Exercise brief
Where the records below reach the line containing "locate the shrub.", start transcribing, and end with the line containing "the crenellated battlement.", exactly and with nothing else added.

____ Dataset content

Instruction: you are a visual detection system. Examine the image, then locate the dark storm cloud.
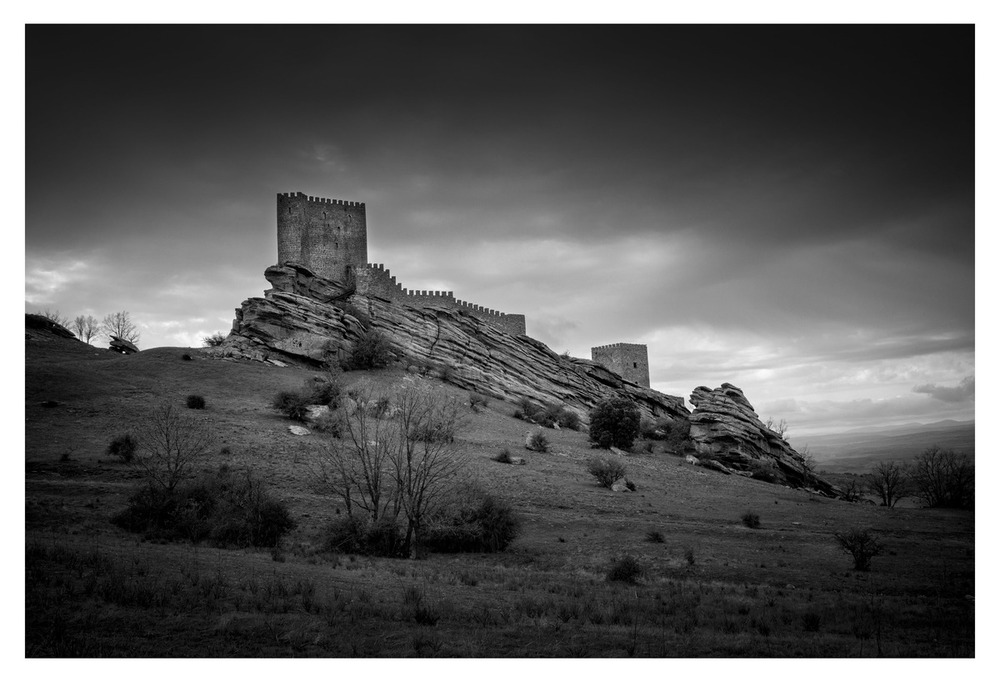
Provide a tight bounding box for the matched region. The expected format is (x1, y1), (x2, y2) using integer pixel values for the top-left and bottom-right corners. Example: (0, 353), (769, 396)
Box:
(913, 376), (975, 403)
(25, 25), (974, 434)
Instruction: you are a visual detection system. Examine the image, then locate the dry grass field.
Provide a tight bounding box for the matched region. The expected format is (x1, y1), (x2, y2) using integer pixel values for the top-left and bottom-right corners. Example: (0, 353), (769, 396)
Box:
(25, 333), (975, 657)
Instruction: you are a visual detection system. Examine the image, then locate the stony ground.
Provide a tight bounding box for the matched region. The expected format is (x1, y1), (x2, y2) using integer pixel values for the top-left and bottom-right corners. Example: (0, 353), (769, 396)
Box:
(24, 334), (975, 657)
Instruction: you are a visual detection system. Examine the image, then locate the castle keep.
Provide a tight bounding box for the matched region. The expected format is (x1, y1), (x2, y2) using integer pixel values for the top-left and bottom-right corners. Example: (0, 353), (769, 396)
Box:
(592, 343), (650, 388)
(277, 192), (526, 336)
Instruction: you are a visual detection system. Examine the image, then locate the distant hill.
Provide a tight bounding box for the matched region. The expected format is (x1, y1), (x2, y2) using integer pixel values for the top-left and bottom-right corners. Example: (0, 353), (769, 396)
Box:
(794, 420), (975, 473)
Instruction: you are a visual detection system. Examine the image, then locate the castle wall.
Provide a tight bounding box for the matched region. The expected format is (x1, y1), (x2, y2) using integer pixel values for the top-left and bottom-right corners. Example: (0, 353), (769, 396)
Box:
(592, 343), (650, 388)
(277, 192), (367, 281)
(355, 263), (527, 336)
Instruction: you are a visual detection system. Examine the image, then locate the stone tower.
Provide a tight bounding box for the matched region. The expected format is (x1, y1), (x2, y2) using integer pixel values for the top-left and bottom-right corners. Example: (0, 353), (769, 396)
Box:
(591, 343), (650, 388)
(277, 192), (367, 281)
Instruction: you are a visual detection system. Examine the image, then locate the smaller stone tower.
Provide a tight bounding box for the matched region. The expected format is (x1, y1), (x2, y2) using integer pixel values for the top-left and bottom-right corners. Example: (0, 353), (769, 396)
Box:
(277, 192), (367, 281)
(591, 343), (650, 388)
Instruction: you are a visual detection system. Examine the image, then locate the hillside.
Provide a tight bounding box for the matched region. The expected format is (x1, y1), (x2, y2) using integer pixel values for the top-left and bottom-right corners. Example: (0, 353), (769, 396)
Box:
(799, 421), (975, 474)
(25, 329), (974, 657)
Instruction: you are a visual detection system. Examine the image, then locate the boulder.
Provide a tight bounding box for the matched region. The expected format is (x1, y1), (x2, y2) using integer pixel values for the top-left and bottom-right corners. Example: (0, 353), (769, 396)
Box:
(109, 336), (138, 354)
(288, 425), (310, 436)
(688, 383), (840, 496)
(305, 405), (330, 422)
(699, 459), (732, 475)
(610, 479), (633, 492)
(684, 454), (700, 465)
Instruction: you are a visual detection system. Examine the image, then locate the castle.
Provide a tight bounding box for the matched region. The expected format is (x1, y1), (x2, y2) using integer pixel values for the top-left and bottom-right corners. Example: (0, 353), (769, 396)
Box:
(276, 191), (649, 386)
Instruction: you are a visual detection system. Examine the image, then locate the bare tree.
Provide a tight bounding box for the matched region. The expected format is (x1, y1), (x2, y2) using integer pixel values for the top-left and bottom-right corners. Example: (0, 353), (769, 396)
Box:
(40, 308), (70, 328)
(390, 384), (465, 558)
(320, 381), (400, 523)
(764, 417), (788, 438)
(318, 381), (467, 558)
(865, 460), (910, 507)
(102, 310), (140, 343)
(71, 314), (100, 344)
(910, 446), (974, 509)
(133, 403), (213, 492)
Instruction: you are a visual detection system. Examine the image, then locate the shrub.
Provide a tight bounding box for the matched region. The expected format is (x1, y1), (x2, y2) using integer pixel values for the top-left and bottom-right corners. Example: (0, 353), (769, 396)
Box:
(741, 512), (761, 529)
(469, 392), (489, 412)
(493, 448), (514, 464)
(634, 439), (655, 454)
(181, 353), (193, 361)
(802, 612), (822, 632)
(324, 515), (405, 557)
(311, 410), (343, 436)
(272, 390), (311, 422)
(525, 429), (549, 452)
(910, 446), (974, 509)
(273, 376), (342, 421)
(606, 555), (644, 584)
(512, 397), (543, 423)
(423, 486), (522, 553)
(348, 329), (393, 369)
(112, 467), (295, 547)
(186, 395), (206, 409)
(587, 456), (627, 488)
(106, 433), (137, 463)
(202, 332), (227, 347)
(834, 528), (884, 571)
(588, 398), (641, 449)
(645, 529), (665, 543)
(750, 464), (778, 483)
(624, 479), (637, 491)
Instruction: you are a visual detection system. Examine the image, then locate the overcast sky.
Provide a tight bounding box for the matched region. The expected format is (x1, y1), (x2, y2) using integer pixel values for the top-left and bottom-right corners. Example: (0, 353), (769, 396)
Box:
(25, 25), (975, 439)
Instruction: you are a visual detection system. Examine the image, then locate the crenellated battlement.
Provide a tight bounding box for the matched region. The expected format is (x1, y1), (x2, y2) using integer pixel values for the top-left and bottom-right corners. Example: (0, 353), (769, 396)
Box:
(591, 342), (647, 352)
(353, 262), (526, 335)
(278, 191), (366, 209)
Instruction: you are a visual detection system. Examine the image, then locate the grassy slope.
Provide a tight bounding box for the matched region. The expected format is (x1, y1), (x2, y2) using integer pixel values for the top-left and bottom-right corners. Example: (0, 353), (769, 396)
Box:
(25, 335), (975, 657)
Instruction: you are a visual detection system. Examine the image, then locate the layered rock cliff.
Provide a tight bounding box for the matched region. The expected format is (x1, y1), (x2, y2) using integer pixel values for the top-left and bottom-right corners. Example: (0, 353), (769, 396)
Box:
(219, 263), (689, 423)
(689, 383), (839, 496)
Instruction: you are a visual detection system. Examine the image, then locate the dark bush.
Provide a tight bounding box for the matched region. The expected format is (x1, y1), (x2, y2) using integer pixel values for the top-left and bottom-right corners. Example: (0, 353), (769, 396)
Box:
(606, 555), (644, 583)
(202, 332), (227, 347)
(588, 398), (641, 449)
(181, 353), (193, 361)
(424, 486), (522, 553)
(348, 329), (393, 369)
(802, 612), (822, 632)
(111, 467), (295, 548)
(741, 512), (761, 529)
(272, 390), (311, 422)
(750, 464), (778, 483)
(512, 397), (543, 423)
(634, 439), (655, 454)
(106, 433), (137, 463)
(324, 515), (405, 557)
(525, 429), (549, 452)
(272, 376), (342, 422)
(494, 448), (514, 464)
(186, 394), (206, 409)
(469, 392), (489, 412)
(834, 527), (883, 571)
(645, 529), (665, 543)
(587, 456), (627, 488)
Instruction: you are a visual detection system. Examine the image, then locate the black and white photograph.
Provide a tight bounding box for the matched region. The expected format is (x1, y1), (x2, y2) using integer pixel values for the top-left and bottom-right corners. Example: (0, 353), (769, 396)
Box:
(21, 11), (982, 664)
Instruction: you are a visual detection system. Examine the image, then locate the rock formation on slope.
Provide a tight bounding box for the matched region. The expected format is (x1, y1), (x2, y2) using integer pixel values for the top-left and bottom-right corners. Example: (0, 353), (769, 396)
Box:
(689, 383), (839, 496)
(214, 263), (841, 497)
(218, 263), (689, 423)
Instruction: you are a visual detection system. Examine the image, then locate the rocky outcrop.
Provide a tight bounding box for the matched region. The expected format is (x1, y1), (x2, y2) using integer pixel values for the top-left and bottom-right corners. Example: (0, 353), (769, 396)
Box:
(109, 336), (139, 354)
(688, 383), (840, 497)
(217, 263), (689, 423)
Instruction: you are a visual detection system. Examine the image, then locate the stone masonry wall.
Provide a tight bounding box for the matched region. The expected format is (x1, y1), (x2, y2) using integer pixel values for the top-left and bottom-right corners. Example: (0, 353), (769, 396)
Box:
(277, 192), (367, 281)
(592, 343), (650, 388)
(355, 263), (527, 336)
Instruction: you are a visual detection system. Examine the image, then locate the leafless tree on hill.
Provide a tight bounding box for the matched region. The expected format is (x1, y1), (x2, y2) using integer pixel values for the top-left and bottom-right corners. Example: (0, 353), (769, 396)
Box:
(39, 308), (70, 328)
(72, 314), (100, 344)
(318, 380), (467, 558)
(102, 310), (140, 343)
(133, 403), (213, 492)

________

Task output
Instruction: you are a visual detection system. Examine the image, then locate the shrub.
Provide a tight bounding box for the matched region. The expected format is (x1, y1), (x2, y2) using integer pixel values for the top-left and bottom-right corners. Example: (0, 353), (769, 396)
Box:
(741, 512), (761, 529)
(469, 392), (489, 412)
(493, 448), (514, 464)
(634, 439), (655, 454)
(181, 353), (193, 361)
(802, 612), (822, 632)
(324, 515), (405, 557)
(311, 410), (343, 436)
(272, 390), (311, 422)
(525, 429), (549, 452)
(910, 446), (974, 509)
(273, 376), (342, 421)
(606, 555), (644, 584)
(512, 397), (543, 423)
(423, 486), (522, 553)
(348, 329), (393, 369)
(112, 467), (295, 547)
(186, 395), (206, 409)
(587, 456), (627, 488)
(106, 433), (137, 463)
(202, 332), (227, 347)
(834, 528), (884, 571)
(588, 398), (641, 449)
(645, 529), (665, 543)
(750, 464), (778, 483)
(624, 479), (637, 491)
Instruction: you are a visual detection system. Examine the image, then locate the overcast sky.
Provide a tight bounding box for the matched region. The expected format is (x1, y1), (x2, y2) using integer pixel values for the top-left and bottom-right corners. Example: (0, 353), (769, 396)
Box:
(25, 25), (975, 439)
Instruction: you are a visual detection system. Examine the image, then locate the crenellated battlement.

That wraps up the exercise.